#### [Brano scelto]

►

Rapinatore palermitano incastrato dal Dna su un guanto, chiesti 8 anni
Secondo l’accusa Salvatore Abbate, 46 anni, nel 2006 aveva assaltato una banca nel Novarese e poi rinchiuso dipendenti e clienti nello scantinato. Poi le lunghe indagini dei Ris di Parma e della Scientifica di Palermo
Otto anni e tre mesi di reclusione. E’ questa la condanna chiesta nei confronti di un 46enne palermitano, Salvatore Abbate, finito alla sbarra per una rapina in banca a Oleggio - in provincia di Novara - avvenuta il 25 ottobre 2006. Una rapina che per il palermitano non andò particolarmente bene. Nel bottino, infatti, c’era anche una mazzetta civetta, che, esplosa durante la fuga, aveva sporcato tutti i soldi, rendendo praticamente inutilizzabile il "malloppo". Diversi i contanti abbandonati dal palermitano e i suoi complici, che erano poi scappati solo con tremila euro.

◄

#### [Serie di compiti]
(1) Secondo il brano sulla rapina di Oleggio, perché il colpo non andò bene per il palermitano? Rispondi in una o due frasi.
(2) Riprendi il brano sulla rapina di Oleggio dal punto in cui si ferma.

[Dati di puntamento su immagini]
►

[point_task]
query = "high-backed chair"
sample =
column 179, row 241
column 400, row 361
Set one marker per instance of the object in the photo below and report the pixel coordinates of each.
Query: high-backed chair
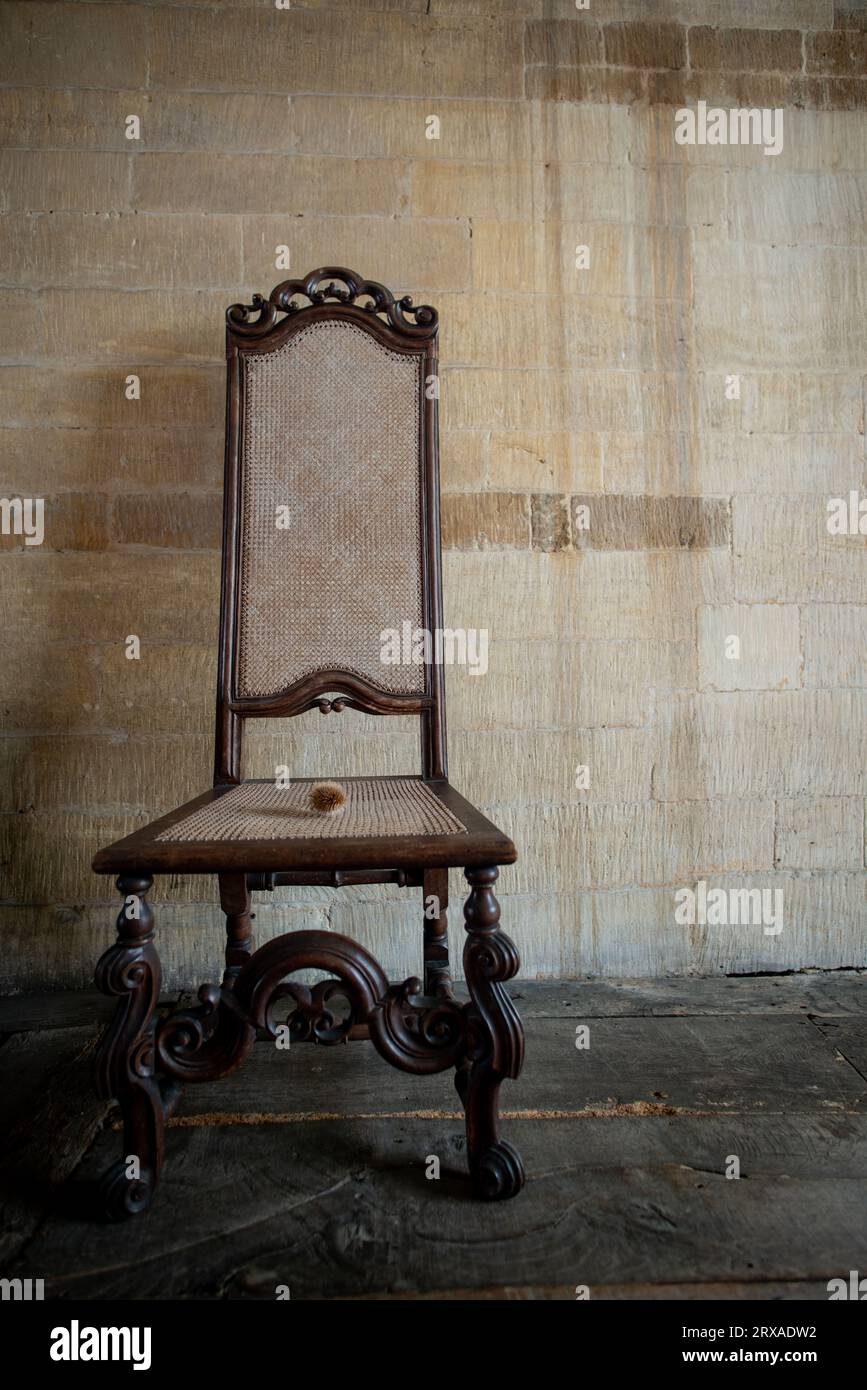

◄

#### [Risposte]
(1) Nel bottino c'era una mazzetta civetta che esplose durante la fuga e sporcò tutti i soldi. Il "malloppo" diventò così praticamente inutilizzabile.

(2)
Secondo l’accusa Abbate aveva assaltato l’istituto di credito e poi rinchiuso dipendenti e clienti nello scantinato. Il personale del Ris di Parma e la polizia scientifica di Palermo avevano concluso - dopo una serie di indagini - che le tracce rintracciate sui guanti di lana abbandonati dai rapinatori fossero quelle di Salvatore Abbate. A essere stata presa di mira, quel giorno, fu la filiale della Banca Popolare di Bergamo nel comune novarese. Il difensore del palermitano ha invece chiesto l’assoluzione, partendo dalla possibile contaminazione della prova per estrarre il Dna e da alcune testimonianze ascoltate in aula. L’udienza è stata aggiornata al 16 febbraio per la sentenza.
Un caso che si può annoverare tra gli episodi di "giustizia lumaca". Dopo un silenzio di anni (l’indagato è stato iscritto nel registro in Procura nel 2008) risale infatti al 2016 la prima udienza del processo contro il trasfertista palermitano. Il pm Francesca Celle adesso ha chiesto la condanna a otto anni e tre mesi ritenendo che la prova non lasci scampo all’imputato.